>> Start Excerpted text

Linked or multi-modal networks are collections of networks over at least two sets of nodes (modes) and consist of some one-mode networks and some two-mode networks linking different modes. For example: modes are Persons and Organizations. Two one-mode networks describe collaboration among Persons and among Organizations. The linking two-mode network describes membership of Persons to different Organizations.

Linked networks are the basis of the MetaMatrix approach developed by Krackhardt and Carley (Krackhardt and Carley 1998; Carley 2003). For an example see the Table 3 in Diesner and Carley (2004, p. 89).

Another example of linked networks are bibliographic networks. From special bibliographies (BibTeX) and bibliographic services (Web of Science, Scopus, SICRIS, CiteSeer, Zentralblatt MATH, Google Scholar, DBLP Bibliography, US patent office, IMDb, and others) we can construct some two-mode networks on selected topics: authorship on works $\times$ authors (${\mathbf {W\!A}}$), keywordship on works $\times$ keywords (${\mathbf {W\!K}}$), journalship on works $\times$ journals/publishers (${\mathbf {W\!J}}$), and from some data also the classification network on works $\times$ classification (${\mathbf {WC}}$) and the one-mode citation network on works $\times$ works (${\mathbf {Ci}}$); where works include papers, reports, books, patents, movies, etc. Besides this we get also the partition of works by the publication year, and the vector of number of pages (WoS 2018; Batagelj 2007).

An important tool in analysis of linked networks is the use of derived networks obtained by network multiplication.

Network multiplication

Given a pair of compatible two-mode networks ${\mathcal {N}}_A = ({{\mathcal {I}}},{{\mathcal {K}}},{\mathcal {A}}_A,w_A)$ and ${\mathcal {N}}_B = ({{\mathcal {K}}},{\mathcal {J}},{\mathcal {A}}_B,w_B)$ with corresponding matrices ${\mathbf {A}}_{{{\mathcal {I}}} \times {{\mathcal {K}}}}$ and ${\mathbf {B}}_{{{\mathcal {K}}} \times {\mathcal {J}}}$ we call a product of networks${\mathcal {N}}_A$ and ${\mathcal {N}}_B$ a network ${\mathcal {N}}_C = ({{\mathcal {I}}},{\mathcal {J}},{\mathcal {A}}_C,w_C)$, where ${\mathcal {A}}_C = \{ (i,j): i \in {{\mathcal {I}}}, j \in {\mathcal {J}}, c_{i,j} \ne 0 \}$ and $w_C(i,j) = c_{i,j}$ for $(i,j) \in {\mathcal {A}}_C$. The product matrix ${\mathbf {C}} = [ c_{i,j} ]_{{{\mathcal {I}}} \times {\mathcal {J}}} = {\mathbf {A}} \cdot {\mathbf {B}}$ is defined in the standard way

$$\begin{aligned} c_{i,j} = \sum _{k \in {\mathcal {K}}} a_{i,k} \cdot b_{k,j} \end{aligned}$$

In the case when ${\mathcal {I}} = {\mathcal {K}} = {\mathcal {J}}$ we are dealing with ordinary one-mode networks (with square matrices).

>> End Excerpted text
>> Start Provided records

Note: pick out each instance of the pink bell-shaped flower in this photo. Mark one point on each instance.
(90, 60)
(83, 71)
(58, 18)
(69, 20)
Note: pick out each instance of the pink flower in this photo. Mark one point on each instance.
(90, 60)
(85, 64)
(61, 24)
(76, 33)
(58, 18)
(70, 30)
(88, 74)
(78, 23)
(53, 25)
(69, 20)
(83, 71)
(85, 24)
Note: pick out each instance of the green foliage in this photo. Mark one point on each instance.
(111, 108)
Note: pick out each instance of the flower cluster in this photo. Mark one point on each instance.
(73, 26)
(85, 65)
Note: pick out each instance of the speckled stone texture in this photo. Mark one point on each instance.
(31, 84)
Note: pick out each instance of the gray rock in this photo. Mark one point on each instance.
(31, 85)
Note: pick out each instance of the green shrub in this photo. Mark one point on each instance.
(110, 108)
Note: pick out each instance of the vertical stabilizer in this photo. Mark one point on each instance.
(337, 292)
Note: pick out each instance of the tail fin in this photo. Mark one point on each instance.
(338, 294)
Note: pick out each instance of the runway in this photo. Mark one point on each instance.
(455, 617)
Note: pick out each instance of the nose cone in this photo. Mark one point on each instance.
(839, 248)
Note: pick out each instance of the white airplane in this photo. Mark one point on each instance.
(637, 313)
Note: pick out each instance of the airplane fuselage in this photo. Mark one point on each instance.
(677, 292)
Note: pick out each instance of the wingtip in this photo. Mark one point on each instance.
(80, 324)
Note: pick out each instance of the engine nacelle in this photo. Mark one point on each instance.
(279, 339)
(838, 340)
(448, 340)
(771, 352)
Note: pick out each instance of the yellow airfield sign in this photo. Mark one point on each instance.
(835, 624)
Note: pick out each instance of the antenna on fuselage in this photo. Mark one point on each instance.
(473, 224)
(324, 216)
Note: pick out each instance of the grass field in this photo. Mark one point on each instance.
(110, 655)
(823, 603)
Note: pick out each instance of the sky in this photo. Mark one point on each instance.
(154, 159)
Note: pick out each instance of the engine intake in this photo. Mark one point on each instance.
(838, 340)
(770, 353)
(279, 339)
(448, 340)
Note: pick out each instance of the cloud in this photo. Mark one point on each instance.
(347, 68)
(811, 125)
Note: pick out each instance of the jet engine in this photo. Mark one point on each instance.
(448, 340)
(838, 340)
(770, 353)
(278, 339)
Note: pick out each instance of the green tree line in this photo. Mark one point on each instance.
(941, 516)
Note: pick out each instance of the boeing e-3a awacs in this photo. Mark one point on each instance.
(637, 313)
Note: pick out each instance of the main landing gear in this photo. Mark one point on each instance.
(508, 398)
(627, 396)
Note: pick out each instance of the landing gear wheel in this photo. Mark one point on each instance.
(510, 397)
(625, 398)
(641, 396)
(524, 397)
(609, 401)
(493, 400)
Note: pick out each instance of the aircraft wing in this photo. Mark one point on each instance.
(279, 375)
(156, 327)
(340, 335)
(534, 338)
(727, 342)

>> End Provided records
>> Start Provided records

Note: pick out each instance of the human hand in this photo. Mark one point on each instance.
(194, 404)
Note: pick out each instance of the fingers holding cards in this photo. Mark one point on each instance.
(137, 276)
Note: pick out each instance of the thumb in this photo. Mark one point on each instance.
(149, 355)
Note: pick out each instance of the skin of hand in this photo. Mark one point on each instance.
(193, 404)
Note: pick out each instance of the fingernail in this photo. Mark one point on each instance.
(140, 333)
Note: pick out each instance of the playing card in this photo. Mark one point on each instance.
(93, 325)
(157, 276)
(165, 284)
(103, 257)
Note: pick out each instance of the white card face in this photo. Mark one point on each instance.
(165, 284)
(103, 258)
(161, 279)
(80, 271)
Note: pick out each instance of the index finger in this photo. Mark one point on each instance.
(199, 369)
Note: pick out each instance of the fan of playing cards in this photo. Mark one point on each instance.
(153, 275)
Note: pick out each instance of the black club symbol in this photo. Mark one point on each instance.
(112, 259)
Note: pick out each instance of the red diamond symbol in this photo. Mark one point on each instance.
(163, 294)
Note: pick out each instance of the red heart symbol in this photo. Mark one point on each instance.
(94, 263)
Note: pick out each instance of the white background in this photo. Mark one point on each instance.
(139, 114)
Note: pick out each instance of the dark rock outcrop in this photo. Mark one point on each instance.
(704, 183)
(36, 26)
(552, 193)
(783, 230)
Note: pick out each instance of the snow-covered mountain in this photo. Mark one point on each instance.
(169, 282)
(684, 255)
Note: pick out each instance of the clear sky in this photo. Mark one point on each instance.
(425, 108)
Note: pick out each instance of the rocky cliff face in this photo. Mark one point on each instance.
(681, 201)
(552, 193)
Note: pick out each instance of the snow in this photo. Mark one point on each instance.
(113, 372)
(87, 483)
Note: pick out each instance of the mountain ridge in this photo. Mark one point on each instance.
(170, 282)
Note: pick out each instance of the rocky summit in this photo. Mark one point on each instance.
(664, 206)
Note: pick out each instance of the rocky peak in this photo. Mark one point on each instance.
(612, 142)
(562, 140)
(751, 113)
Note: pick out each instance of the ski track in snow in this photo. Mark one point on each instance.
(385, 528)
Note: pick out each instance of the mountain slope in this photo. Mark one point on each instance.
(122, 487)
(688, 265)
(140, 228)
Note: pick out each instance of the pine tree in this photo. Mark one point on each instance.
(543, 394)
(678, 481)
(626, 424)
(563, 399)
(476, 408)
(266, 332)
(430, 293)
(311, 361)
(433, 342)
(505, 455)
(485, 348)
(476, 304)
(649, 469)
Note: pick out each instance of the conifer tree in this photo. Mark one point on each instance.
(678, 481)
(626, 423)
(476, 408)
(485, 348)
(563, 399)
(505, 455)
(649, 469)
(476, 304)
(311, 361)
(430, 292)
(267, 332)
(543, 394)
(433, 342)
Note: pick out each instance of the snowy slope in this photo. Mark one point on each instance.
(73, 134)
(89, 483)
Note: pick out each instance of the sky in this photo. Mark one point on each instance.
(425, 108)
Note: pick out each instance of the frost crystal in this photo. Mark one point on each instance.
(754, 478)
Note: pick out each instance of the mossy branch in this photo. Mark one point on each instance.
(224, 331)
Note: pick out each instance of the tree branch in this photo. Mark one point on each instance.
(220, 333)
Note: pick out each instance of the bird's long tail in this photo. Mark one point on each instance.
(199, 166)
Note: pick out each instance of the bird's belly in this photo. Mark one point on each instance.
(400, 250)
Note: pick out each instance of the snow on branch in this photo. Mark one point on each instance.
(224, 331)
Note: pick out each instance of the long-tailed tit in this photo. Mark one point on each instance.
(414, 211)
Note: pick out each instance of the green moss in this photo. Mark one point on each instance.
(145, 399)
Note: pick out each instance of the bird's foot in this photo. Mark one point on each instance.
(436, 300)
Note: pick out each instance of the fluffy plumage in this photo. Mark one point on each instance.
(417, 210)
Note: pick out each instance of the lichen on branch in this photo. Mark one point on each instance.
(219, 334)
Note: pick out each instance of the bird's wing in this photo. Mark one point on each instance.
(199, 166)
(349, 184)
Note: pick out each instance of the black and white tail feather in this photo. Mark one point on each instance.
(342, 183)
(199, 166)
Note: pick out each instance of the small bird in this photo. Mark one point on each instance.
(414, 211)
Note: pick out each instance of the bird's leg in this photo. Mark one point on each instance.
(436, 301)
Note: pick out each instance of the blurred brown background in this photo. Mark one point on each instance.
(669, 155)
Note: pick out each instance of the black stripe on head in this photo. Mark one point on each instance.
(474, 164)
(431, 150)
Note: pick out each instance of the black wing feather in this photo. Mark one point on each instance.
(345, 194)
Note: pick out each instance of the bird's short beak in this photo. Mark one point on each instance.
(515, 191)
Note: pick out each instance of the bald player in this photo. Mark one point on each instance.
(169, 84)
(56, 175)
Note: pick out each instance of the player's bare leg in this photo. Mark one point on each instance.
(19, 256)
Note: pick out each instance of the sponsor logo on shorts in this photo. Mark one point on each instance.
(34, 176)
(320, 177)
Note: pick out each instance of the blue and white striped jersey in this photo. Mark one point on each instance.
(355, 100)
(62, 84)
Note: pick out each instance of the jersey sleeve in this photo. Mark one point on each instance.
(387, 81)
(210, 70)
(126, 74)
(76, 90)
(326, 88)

>> End Provided records

# Exercise
In the text on linked networks, who developed the MetaMatrix approach? The material is not required for what follows.

# Solution for this exercise
Krackhardt and Carley developed it.